● Work instructions
Starting at the line that holds "Please tag the kitchen", copy every line exactly through the end of the data, and no others.

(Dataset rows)
■ ■ ■ ■
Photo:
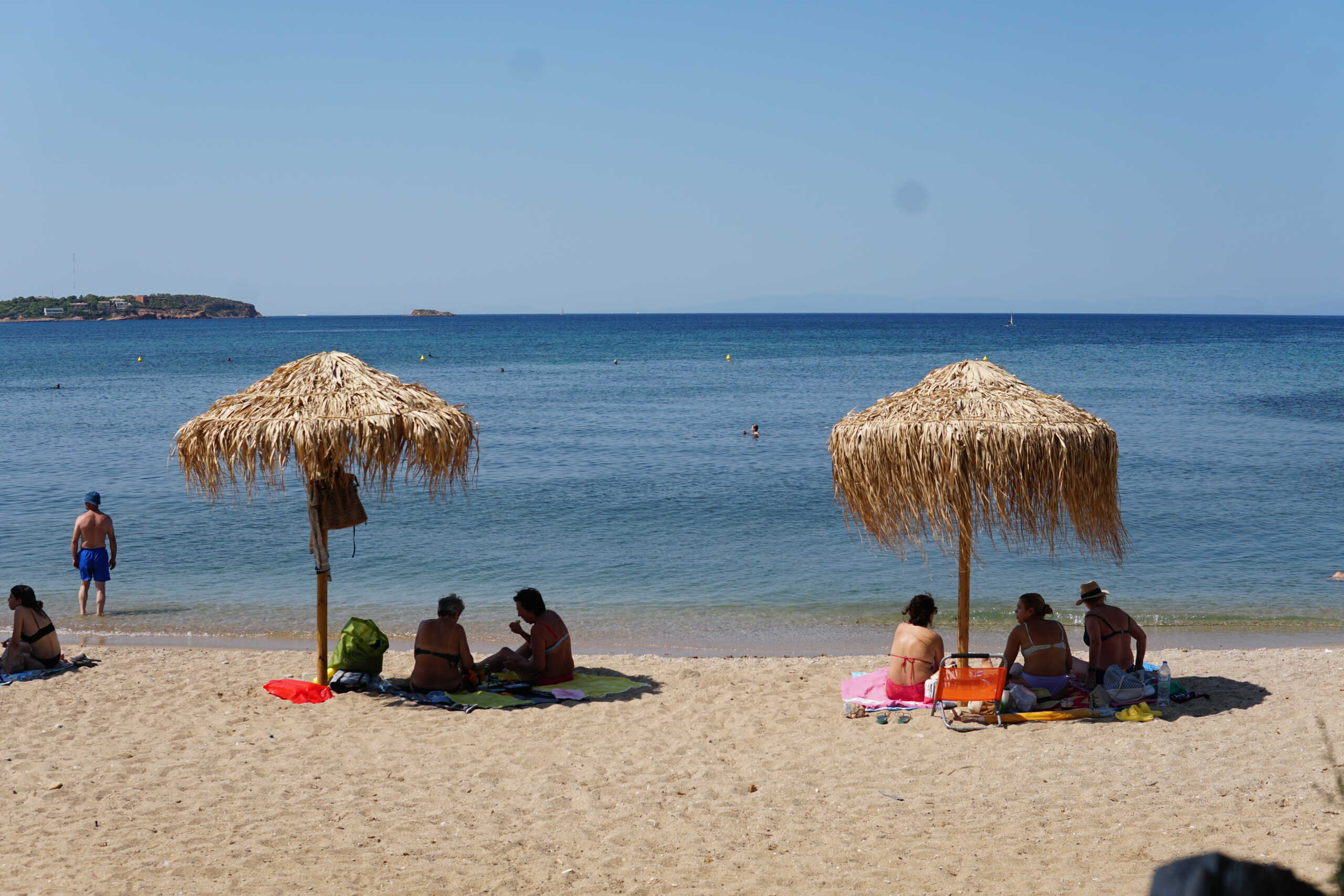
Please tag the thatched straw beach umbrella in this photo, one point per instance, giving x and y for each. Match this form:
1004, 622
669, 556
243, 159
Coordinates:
332, 413
970, 450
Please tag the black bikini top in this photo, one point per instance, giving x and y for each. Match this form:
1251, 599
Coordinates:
39, 635
1105, 637
452, 657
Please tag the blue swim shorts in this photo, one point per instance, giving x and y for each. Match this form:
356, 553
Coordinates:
93, 565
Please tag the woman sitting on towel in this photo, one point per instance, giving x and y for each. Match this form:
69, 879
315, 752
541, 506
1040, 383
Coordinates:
916, 652
546, 659
1046, 660
441, 653
34, 644
1108, 632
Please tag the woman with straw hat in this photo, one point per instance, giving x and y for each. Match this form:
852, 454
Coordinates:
1108, 633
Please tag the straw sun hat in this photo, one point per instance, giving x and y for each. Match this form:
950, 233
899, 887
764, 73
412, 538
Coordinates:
1090, 590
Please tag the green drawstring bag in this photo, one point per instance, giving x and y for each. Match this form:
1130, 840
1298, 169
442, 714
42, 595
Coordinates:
361, 648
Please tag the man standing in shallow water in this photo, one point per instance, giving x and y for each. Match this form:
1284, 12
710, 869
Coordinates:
89, 551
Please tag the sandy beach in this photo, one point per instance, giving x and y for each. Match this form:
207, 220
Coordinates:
178, 774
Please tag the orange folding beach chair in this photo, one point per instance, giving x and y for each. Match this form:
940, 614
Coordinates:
958, 684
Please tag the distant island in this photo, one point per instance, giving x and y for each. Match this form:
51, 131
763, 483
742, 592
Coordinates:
123, 308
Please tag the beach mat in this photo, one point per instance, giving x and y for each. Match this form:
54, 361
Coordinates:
33, 675
870, 692
593, 687
490, 700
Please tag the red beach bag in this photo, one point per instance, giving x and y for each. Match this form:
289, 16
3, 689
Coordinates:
296, 691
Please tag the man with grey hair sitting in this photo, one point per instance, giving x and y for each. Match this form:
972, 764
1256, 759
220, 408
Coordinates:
443, 657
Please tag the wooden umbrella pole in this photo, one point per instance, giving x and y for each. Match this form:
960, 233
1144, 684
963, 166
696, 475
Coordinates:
964, 587
322, 621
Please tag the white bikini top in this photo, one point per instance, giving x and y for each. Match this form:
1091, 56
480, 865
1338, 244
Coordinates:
1034, 648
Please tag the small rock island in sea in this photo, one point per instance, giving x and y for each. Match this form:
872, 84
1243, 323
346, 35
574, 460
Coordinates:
123, 308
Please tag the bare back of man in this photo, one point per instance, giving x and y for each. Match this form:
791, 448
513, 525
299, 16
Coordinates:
93, 551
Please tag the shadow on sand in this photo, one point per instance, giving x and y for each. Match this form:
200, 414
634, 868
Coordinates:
1223, 695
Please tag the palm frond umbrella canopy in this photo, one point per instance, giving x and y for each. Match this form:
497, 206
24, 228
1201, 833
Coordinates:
973, 450
330, 413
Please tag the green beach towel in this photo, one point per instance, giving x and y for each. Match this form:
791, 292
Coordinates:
596, 687
592, 686
488, 700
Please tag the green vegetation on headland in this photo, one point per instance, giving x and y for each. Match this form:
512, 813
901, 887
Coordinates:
123, 308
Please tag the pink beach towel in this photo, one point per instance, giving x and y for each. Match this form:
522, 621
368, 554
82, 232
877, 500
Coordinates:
870, 692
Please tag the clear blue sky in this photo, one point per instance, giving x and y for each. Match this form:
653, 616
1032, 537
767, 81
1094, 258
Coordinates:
359, 157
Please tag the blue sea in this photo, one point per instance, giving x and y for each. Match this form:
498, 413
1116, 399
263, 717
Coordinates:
629, 496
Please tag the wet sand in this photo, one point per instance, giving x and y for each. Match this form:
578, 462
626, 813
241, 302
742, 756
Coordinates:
181, 775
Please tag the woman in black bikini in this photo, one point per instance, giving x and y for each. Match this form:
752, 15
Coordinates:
34, 644
1108, 633
548, 659
443, 657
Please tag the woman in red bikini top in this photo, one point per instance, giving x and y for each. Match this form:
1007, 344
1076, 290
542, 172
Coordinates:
546, 659
916, 650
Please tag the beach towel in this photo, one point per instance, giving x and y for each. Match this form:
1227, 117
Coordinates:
870, 692
33, 675
432, 699
593, 686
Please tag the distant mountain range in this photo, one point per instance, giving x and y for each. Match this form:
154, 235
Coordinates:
123, 308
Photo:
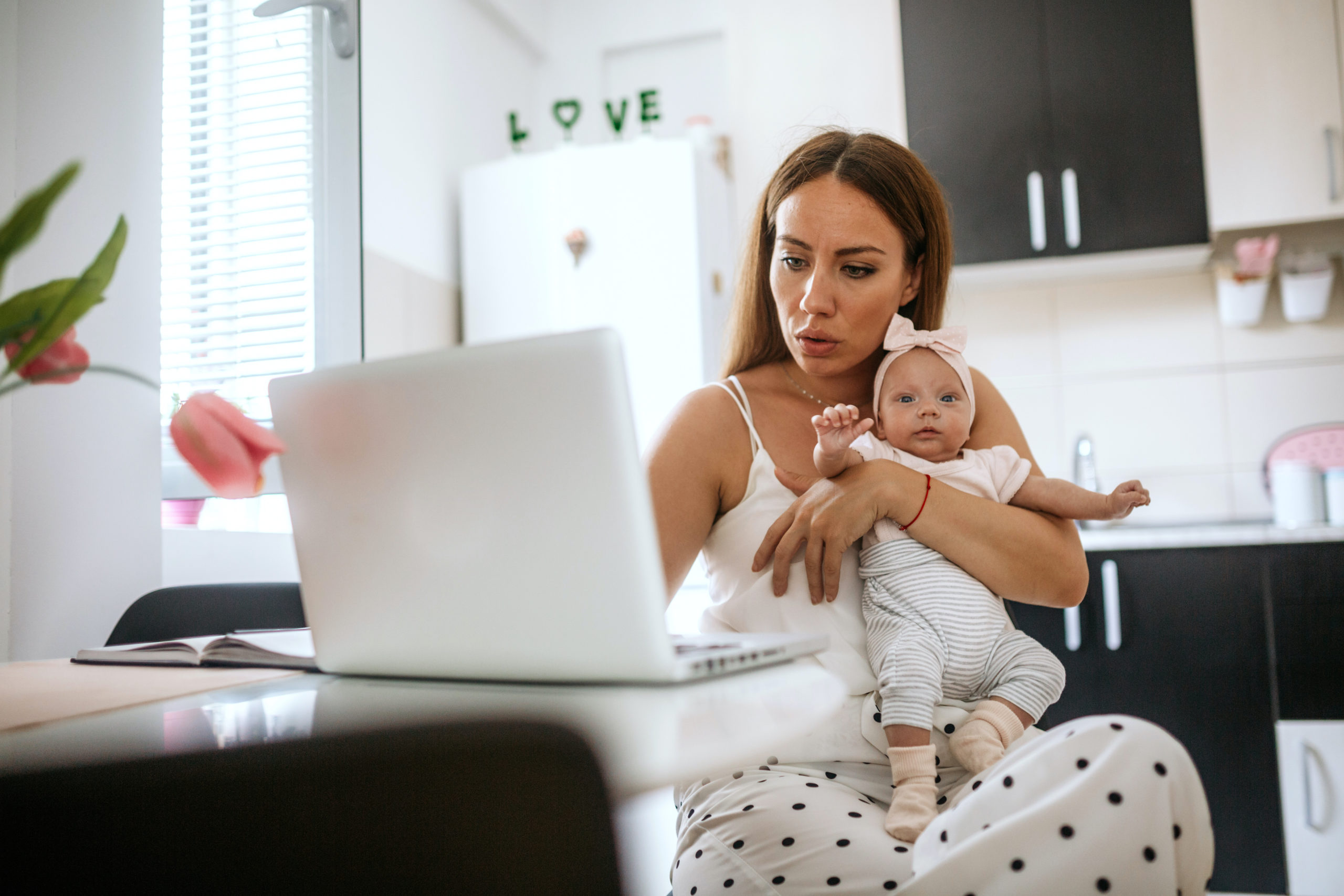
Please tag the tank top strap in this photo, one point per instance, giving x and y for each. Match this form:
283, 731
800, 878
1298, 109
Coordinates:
740, 398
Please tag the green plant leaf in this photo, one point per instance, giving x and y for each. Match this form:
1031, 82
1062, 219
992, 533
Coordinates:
82, 296
29, 215
25, 311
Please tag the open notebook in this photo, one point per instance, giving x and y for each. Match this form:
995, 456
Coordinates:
282, 648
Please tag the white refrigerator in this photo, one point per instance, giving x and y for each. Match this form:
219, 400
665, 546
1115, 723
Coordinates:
631, 236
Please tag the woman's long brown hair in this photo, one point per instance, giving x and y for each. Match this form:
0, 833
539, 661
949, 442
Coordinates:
902, 187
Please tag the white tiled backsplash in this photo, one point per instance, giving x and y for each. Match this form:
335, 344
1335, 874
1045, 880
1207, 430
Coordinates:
1168, 395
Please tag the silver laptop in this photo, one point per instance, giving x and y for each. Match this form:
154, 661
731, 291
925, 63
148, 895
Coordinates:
483, 513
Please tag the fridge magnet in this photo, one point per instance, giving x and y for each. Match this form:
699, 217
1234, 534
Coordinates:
577, 241
649, 108
515, 135
617, 120
566, 112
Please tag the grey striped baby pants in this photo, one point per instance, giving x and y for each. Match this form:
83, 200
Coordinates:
934, 630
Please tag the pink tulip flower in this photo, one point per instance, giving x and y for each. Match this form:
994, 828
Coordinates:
1256, 256
222, 445
62, 355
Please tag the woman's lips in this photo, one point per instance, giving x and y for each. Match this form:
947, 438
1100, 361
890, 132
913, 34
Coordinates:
816, 344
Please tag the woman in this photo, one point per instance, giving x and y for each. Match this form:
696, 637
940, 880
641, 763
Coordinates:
851, 229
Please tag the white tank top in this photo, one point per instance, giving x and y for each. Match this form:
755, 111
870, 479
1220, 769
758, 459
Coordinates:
743, 601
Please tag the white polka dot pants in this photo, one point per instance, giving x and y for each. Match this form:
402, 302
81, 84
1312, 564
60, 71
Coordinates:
1105, 804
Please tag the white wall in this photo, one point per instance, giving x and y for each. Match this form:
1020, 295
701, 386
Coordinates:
795, 65
85, 457
1168, 394
437, 80
579, 37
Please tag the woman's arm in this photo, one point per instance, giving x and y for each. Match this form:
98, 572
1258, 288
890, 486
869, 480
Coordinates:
698, 468
1018, 554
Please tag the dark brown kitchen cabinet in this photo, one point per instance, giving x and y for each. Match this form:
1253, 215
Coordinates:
1095, 101
1193, 657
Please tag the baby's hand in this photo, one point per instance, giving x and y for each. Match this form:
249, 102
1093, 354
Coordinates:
838, 428
1126, 499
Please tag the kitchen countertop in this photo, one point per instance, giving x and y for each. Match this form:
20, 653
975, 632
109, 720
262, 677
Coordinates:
1138, 537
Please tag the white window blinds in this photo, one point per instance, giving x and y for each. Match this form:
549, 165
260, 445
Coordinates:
237, 203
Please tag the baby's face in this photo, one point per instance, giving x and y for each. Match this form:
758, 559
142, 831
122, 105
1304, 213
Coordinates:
924, 406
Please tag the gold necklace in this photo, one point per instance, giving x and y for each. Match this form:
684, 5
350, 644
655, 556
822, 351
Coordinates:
800, 387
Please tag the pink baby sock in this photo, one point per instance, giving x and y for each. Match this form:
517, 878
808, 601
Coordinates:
982, 741
913, 800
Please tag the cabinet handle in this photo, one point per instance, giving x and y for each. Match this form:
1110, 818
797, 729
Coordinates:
1037, 210
1110, 602
1331, 136
1073, 222
1073, 629
1309, 753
■ ■ ■ ■
● The completed task
Please tag the kitchen countertop in this photo, one point per instance, giving x and y for each. Match this form:
20, 653
975, 632
109, 720
262, 677
Coordinates:
1138, 537
Please tag the white window blinds in this photo, one point per instance, giving x and y for each. Match this form:
549, 165
260, 445
Coordinates:
237, 203
Please tag the baby's face in this photo, one point per instance, giving x and y for each. Match this form:
758, 559
142, 831
122, 105
1304, 213
Coordinates:
924, 406
Please tag the gold necklace in this photo, one point per instance, giving x and y for each. Match this form:
684, 5
350, 644
655, 556
822, 351
Coordinates:
800, 387
Please tag the pink baby sock in this photo, one point per instance, giving x and y for each. Match this form:
517, 878
808, 601
Coordinates:
982, 741
913, 800
Please tag the cabinet handle in this photo, one point per instance, giving x and y for each. Match this form:
1110, 818
797, 729
Coordinates:
1037, 210
1110, 602
1331, 136
1073, 222
1073, 629
1309, 753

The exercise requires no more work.